GOAL OF THE EXERCISE
Return each record unchanged and drop the images.

Point localization data
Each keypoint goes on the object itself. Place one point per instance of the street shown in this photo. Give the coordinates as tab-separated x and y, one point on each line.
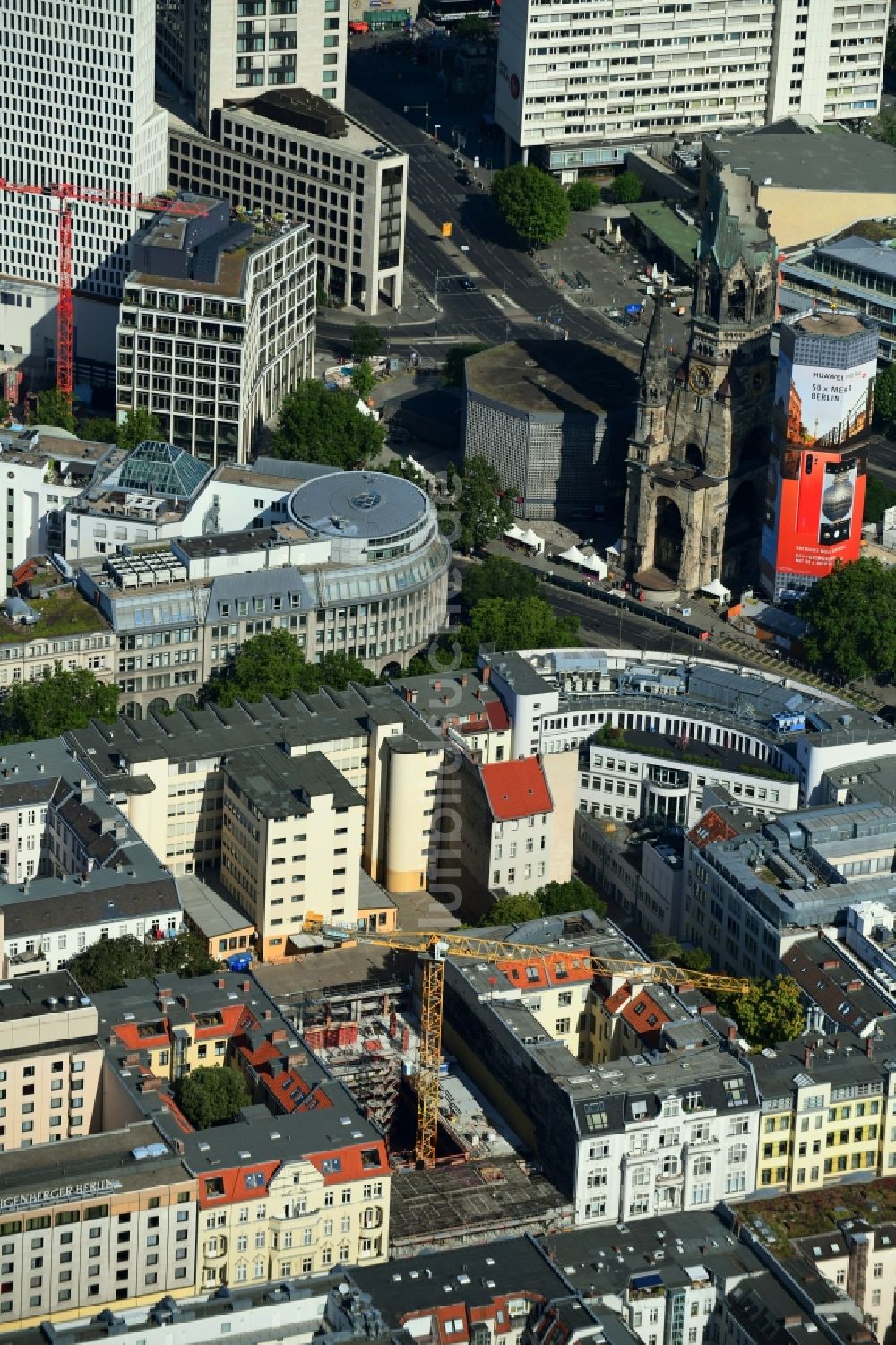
513	292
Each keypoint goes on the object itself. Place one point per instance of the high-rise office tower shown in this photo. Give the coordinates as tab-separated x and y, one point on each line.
217	51
75	105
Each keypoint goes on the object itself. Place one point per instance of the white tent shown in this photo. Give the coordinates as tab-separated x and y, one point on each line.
716	590
596	566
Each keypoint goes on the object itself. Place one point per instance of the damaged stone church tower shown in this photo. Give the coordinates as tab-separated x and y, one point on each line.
699	458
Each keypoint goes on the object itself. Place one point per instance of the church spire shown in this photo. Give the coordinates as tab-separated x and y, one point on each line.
654	364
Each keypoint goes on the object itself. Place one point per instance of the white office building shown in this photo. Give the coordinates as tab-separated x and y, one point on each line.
220	50
75	107
580	85
217	325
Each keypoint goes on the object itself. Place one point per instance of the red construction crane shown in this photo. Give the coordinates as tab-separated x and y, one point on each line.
66	193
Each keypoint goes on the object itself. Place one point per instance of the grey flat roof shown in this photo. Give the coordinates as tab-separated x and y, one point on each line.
280	786
358	504
555	378
849	163
209	910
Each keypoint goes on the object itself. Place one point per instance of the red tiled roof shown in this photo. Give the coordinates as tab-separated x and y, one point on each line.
538	972
710	829
515	789
644	1016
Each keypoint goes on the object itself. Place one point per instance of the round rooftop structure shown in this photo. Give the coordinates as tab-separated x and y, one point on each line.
361	506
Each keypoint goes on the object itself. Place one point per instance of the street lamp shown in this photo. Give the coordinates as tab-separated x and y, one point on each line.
418	107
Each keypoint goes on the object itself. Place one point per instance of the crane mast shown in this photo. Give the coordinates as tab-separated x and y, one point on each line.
436	947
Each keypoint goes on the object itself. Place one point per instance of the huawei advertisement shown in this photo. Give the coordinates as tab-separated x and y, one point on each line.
815	491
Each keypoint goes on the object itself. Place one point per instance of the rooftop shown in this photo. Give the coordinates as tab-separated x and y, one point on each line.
283	787
555	378
364	504
515	789
809	161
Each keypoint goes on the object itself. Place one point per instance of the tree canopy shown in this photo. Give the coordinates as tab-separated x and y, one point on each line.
552	899
498	577
53	408
273	665
364	380
531	202
137	427
452	370
627	187
584	194
485	509
109	961
366	341
850	615
770	1012
211	1095
54	703
318	426
885	399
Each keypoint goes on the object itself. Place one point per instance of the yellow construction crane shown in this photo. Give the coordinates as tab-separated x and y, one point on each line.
436	945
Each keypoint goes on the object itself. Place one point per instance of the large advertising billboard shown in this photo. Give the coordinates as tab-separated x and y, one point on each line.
815	493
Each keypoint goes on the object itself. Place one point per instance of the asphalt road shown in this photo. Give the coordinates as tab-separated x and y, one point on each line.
377	97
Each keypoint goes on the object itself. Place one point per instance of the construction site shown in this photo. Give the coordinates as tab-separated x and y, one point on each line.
367	1036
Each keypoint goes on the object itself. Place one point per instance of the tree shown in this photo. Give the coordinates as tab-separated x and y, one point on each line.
366	341
99	428
530	623
486	512
56	703
137	427
584	194
885	399
879	498
211	1095
556	899
53	408
627	188
665	947
318	426
531	202
770	1012
273	665
498	577
452	372
267	665
364	380
850	617
512	910
109	961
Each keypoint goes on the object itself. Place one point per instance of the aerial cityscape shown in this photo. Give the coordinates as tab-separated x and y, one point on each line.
448	673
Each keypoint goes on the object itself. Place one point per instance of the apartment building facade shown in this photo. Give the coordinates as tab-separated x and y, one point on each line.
168	773
291	845
123	1234
577	88
215	327
50	1063
215	51
340	180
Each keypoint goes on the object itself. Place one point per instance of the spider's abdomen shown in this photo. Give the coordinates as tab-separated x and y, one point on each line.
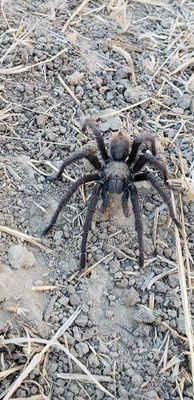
116	174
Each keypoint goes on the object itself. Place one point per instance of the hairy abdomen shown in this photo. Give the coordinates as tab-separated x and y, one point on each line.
117	173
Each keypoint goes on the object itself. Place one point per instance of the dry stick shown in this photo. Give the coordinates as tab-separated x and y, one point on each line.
183	66
83	377
169	57
24	237
20	68
128	58
69	91
79	9
63	348
184	295
112	114
38	357
33	397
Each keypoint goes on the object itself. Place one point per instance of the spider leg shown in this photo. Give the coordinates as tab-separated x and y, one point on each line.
105	199
87	225
149	158
125	204
147	176
138	221
136	144
80	181
92	124
78	155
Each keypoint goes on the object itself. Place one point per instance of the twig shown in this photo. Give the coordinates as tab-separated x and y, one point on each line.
77	11
24	237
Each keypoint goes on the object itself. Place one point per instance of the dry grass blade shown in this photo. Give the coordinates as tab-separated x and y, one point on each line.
43	288
77	11
128	58
161	3
171	363
23	236
7	372
84	369
95	265
184	295
18	69
160	276
35	397
38	357
183	66
68	90
84	378
130	107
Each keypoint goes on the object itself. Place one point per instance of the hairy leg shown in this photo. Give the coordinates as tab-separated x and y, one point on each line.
105	199
149	158
125	204
87	225
85	152
80	181
138	221
147	176
137	143
92	124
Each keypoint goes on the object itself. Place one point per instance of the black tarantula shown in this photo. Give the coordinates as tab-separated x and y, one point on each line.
117	173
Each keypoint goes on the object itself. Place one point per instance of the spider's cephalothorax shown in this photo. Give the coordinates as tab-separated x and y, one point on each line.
116	173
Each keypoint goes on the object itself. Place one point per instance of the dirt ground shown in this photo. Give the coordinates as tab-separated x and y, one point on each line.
115	331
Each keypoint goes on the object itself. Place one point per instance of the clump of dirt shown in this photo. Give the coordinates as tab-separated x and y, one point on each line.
113	331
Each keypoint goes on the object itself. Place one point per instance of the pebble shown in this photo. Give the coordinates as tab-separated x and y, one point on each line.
64	300
82	348
181	324
152	395
93	361
2	294
41	120
132	297
137	380
123	283
75	78
20	257
161	287
144	315
81	320
173	280
74	299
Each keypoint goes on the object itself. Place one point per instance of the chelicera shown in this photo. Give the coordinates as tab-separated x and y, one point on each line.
117	172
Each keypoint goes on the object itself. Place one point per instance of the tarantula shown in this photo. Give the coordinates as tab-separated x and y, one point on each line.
117	173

SOLUTION TO THIS EXERCISE
Each keypoint goes on the object itself. Place one point per instance of the street shown in this photo. Give the coordinates as tab-separated x and y, one point on each line.
513	292
Each keypoint goes on the object itself. Place one point per instance of the high-rise office tower shown in this photo. Give the coordinates as tab-separated x and y, one point on each line.
217	51
75	105
Each keypoint goes on the object itself. Place one point per instance of the white tent shown in this photo. Give the coordinates as tab-separated x and y, one point on each line.
716	590
596	566
Each keypoint goes on the object itself. Place one point per instance of the damaged stone church tower shown in this photo. Give the coordinates as tab-separated x and y, one point on each line.
699	458
Each keypoint goes on the object itself. Place one point per instance of the church spire shown in this photo. Give the coordinates as tab-separated x and y, one point on each line.
654	364
Each keypoint goes on the object itself. Place one point per instance of the white office building shown in this photo. Give the coordinates as tab-separated x and y, one point on each line.
220	50
75	107
580	85
217	325
Each keypoint goes on the object itself. Place one point per instance of the red construction crane shown in this photo. Give the coordinates as tab-separated x and y, one point on each line.
66	193
Each keypoint goes on the object itself. Place one point per instance of the grey flat roof shown in this photo. Give the coordinates as tab-separated x and y, one point on each line.
280	786
358	504
555	378
849	163
209	910
Each keypoint goes on the object itself. Place one point per instance of the red tiled roof shown in this photo. Give the coordinates as tab-separated x and y, one point on each line.
538	972
710	829
515	789
644	1016
Each keypoint goes on the object itself. Place one point per instance of the round rooftop structure shown in this photo. Give the coordinates as tab-separated x and y, one point on each line.
361	506
Each keypoint goes on the object itself. Place one point per instance of the street lamp shown in this photo. Give the coordinates as tab-separated x and y, one point on each line.
418	107
Each keypoint goes on the object itself. Place one point per instance of the crane mast shown in this photo. Give the coordinates as tab-separated x and y, one point on each line.
436	947
Each keypoint goes on the object itself. Place one point per instance of the huawei advertisement shown in this photo. Give the coordinates as tab-separated x and y, one point on each line.
815	491
Each keypoint goes on the object itself. Place one point per instance of the rooftop shown in this photo. Give the coordinates as tab-separated x and y, one point on each line.
283	787
555	378
364	504
515	789
809	161
Each keypoint goes on the object itself. Place one point per instance of the tree canopy shown in this photo. Give the coordinates as tab-separated x and y, one point on each line.
552	899
498	577
53	408
273	665
364	380
531	202
137	427
452	370
627	187
584	194
485	509
109	961
366	341
850	615
770	1012
211	1095
54	703
318	426
885	399
Each keypoint goes on the object itself. Place one point per instance of the yellow construction crane shown in this photo. Give the coordinates as tab-separated x and y, one point on each line.
436	945
Each keypoint goes on the object itself. Place one point per instance of the large advertising billboard shown in this photo. Give the coordinates as tab-separated x and y, one point on each line.
815	493
Each keypoint goes on the object itself. Place one point per instance of the asphalt road shown in this photo. Give the coordinates as tab-separated x and y, one point on each line.
377	97
Each keypoint goes on the object itself. Place one point per instance of the construction site shown in this photo. Give the coordinates as tab-separated x and y, one point on each line.
367	1036
Each keypoint goes on the object itself. Place one point per instance of the tree shown in this photo. Give the coordinates as tab-separated x and y, one point on each line.
366	341
99	428
530	623
486	512
56	703
137	427
584	194
885	399
879	498
211	1095
556	899
53	408
627	188
665	947
318	426
531	202
770	1012
273	665
498	577
452	372
267	665
364	380
850	617
512	910
109	961
Each keypoint goes on the object itself. Place one point per instance of the aerial cityscape shown in this photo. Give the coordinates as tab-separated x and y, one point on each line.
448	673
Each keypoint goes on the object itself. Place one point per instance of the apartment building facade shown in this photo. Give the coordinates as tab-separated x and y, one point on each line.
168	773
291	845
123	1234
577	88
215	327
50	1063
215	51
340	180
Each keypoint goes on the object itself. Place one point per instance of the spider's abdomen shown in this photo. Give the coordinates as tab-separated x and y, one point on each line.
116	174
Each keypoint goes on the object itself. Place one point per instance of the hairy abdomen shown in this photo. Give the coordinates as tab-separated x and y, one point on each line.
117	173
Each keypoint goes on the object itself. Place one point per instance of the dry stick shown in this photo. Give the coordinates as tab-separated x and y, one point on each line.
183	66
83	377
169	57
24	237
20	68
128	58
69	91
79	9
63	348
184	295
112	114
38	357
33	397
Each keypoint goes on the object itself. Place one point per instance of the spider leg shown in this photo. Give the coordinates as tab-separated x and y, one point on each line.
105	199
87	225
149	158
125	204
147	176
138	221
136	144
80	181
92	124
78	155
Each keypoint goes on the object itself. Place one point per instance of the twig shown in this photo. Give the coordinates as tab-separated x and y, one point on each line.
77	11
24	237
Each keypoint goes on the object itself. Place one point per instance of the dry grass blade shown in this photo. Give the coordinates as tab-separated x and y, one point on each line.
43	288
77	11
128	58
161	3
171	363
23	236
7	372
84	369
95	265
184	295
18	69
160	276
35	397
38	357
183	66
68	90
84	378
130	107
Each keypoint goes on the object itself. Place one point per instance of the hairy leg shown in this photo. Give the coordinates as tab-separated x and y, one point on each line.
105	199
149	158
125	204
87	225
85	152
80	181
138	221
147	176
137	143
92	124
Each keypoint goes on the object itself. Place one point per instance of the black tarantula shown in this photo. Give the coordinates as tab-separated x and y, one point on each line.
117	173
Each keypoint goes on the object itself. Place one point per instance of the spider's cephalothorax shown in this photo. Give the coordinates as tab-separated x and y, one point on each line.
116	173
Each keypoint goes on the object itself. Place one point per instance of the dirt ground shown in this photo. Give the coordinates as tab-separated x and y, one point on each line.
115	331
Each keypoint goes on the object itself. Place one point per instance of the clump of dirt shown in this photo. Give the coordinates as tab-separated x and y, one point on each line.
113	331
Each keypoint goes on the object itself. Place one point per instance of the pebble shown in this photo. Give the coordinates as tab-separated x and y, one point on each line.
64	300
82	348
181	324
152	395
93	361
2	294
41	120
132	297
137	380
123	283
75	78
20	257
161	287
144	315
81	320
173	280
74	299
Each keypoint goes on the object itself. Place one point per instance of the chelicera shown in this photo. Give the coordinates as tab-separated x and y, one point on each line.
117	172
Each keypoint goes on the object itself. Place one point per instance of the tarantula shown in this photo. Give the coordinates as tab-separated x and y, one point on each line.
117	173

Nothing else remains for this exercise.